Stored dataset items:
=====

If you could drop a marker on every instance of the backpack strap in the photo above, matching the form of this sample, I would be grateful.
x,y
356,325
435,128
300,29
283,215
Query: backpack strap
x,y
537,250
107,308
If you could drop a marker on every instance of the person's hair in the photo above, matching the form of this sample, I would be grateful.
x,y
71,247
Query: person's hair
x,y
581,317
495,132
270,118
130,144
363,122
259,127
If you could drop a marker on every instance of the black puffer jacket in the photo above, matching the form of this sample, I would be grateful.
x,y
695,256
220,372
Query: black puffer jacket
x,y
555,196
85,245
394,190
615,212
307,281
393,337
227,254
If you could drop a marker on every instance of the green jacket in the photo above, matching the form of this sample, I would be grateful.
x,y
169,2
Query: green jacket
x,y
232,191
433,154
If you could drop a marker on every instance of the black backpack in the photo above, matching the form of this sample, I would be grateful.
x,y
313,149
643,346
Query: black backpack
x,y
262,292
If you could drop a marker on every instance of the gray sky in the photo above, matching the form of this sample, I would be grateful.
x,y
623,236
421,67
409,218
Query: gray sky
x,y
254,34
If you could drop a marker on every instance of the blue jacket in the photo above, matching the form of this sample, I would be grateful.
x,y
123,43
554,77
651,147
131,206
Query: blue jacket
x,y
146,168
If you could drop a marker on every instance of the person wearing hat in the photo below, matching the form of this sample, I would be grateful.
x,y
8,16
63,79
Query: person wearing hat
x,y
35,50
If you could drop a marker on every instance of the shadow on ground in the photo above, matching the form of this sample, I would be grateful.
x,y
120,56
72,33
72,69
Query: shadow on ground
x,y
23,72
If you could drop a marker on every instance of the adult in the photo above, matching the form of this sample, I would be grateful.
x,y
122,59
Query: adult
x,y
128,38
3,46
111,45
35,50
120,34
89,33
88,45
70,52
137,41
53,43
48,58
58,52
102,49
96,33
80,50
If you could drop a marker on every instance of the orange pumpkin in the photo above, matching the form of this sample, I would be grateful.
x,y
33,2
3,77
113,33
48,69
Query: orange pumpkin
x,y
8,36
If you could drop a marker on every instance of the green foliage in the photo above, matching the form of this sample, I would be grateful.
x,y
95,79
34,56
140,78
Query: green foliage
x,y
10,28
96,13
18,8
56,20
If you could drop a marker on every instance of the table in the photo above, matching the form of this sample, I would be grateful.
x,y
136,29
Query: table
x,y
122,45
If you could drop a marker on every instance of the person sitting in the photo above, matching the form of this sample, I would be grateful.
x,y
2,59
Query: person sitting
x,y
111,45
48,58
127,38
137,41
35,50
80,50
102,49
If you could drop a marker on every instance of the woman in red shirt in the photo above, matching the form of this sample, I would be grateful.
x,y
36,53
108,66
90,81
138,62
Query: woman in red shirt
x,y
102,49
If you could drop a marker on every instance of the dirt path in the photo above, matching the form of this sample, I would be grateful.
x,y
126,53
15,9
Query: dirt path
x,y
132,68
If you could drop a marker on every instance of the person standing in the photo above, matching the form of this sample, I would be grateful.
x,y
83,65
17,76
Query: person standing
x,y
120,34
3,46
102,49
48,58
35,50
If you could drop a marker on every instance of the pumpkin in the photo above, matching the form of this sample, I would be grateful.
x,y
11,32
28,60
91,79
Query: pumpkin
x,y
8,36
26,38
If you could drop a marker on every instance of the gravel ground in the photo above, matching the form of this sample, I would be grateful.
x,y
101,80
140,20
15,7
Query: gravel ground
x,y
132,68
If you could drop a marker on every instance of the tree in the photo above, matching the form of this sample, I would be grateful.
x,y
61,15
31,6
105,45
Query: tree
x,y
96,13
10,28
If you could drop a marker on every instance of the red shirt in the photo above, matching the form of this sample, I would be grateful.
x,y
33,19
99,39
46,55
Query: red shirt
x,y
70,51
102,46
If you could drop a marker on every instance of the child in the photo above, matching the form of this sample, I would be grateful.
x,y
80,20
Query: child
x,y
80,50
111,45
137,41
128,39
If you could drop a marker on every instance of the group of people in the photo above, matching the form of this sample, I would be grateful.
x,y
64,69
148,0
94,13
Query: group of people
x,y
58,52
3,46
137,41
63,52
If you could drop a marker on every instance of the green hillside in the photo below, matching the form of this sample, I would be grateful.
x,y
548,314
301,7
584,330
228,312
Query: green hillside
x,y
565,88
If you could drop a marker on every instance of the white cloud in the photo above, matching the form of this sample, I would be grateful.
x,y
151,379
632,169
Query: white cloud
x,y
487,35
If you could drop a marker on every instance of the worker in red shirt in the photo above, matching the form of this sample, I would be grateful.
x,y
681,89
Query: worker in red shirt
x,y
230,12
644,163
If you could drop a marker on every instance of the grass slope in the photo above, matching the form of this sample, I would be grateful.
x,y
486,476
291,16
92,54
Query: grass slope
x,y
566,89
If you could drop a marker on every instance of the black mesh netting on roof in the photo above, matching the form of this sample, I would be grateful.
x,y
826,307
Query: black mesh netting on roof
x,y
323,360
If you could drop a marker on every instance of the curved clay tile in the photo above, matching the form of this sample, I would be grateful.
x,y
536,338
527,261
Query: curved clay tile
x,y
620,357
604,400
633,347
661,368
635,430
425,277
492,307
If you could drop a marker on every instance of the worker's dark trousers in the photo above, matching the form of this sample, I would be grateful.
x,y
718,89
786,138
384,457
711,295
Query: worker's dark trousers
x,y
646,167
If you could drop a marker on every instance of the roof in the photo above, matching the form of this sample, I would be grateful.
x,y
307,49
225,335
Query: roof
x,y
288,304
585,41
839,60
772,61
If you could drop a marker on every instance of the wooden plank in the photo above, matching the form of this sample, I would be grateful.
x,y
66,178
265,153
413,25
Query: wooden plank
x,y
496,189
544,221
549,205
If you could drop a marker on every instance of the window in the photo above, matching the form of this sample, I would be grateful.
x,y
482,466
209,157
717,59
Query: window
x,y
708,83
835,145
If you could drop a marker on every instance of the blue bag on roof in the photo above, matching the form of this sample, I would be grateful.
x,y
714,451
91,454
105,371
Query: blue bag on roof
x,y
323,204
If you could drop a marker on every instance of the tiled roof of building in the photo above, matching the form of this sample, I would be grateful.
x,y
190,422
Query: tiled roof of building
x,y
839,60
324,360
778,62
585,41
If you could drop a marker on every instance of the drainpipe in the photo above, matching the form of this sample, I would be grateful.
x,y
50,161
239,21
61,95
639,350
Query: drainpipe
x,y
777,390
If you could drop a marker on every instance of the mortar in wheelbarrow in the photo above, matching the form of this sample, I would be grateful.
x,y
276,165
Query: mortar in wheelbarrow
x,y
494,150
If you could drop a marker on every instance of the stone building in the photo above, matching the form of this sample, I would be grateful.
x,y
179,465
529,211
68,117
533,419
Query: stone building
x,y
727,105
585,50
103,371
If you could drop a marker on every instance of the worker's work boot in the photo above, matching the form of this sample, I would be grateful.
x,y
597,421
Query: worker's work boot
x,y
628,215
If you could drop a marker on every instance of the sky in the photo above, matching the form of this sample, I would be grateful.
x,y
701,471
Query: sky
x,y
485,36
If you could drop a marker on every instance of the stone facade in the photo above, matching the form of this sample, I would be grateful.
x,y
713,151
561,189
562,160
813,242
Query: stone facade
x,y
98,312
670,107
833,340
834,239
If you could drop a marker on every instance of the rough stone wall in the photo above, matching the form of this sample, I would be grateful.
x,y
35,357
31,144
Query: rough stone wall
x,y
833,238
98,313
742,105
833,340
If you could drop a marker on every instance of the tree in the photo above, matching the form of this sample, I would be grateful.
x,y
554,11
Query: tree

=====

→ YOUR TASK:
Bring together each line above where the string "below" turns up.

→ RESULT:
If you could drop a marker on every instance of the person wearing hat in the photo below, matching the form of this sample, I would be grateful.
If you could drop a marker on every instance of the green hillside in the photo below, matching the form of this sample, I would be grateful.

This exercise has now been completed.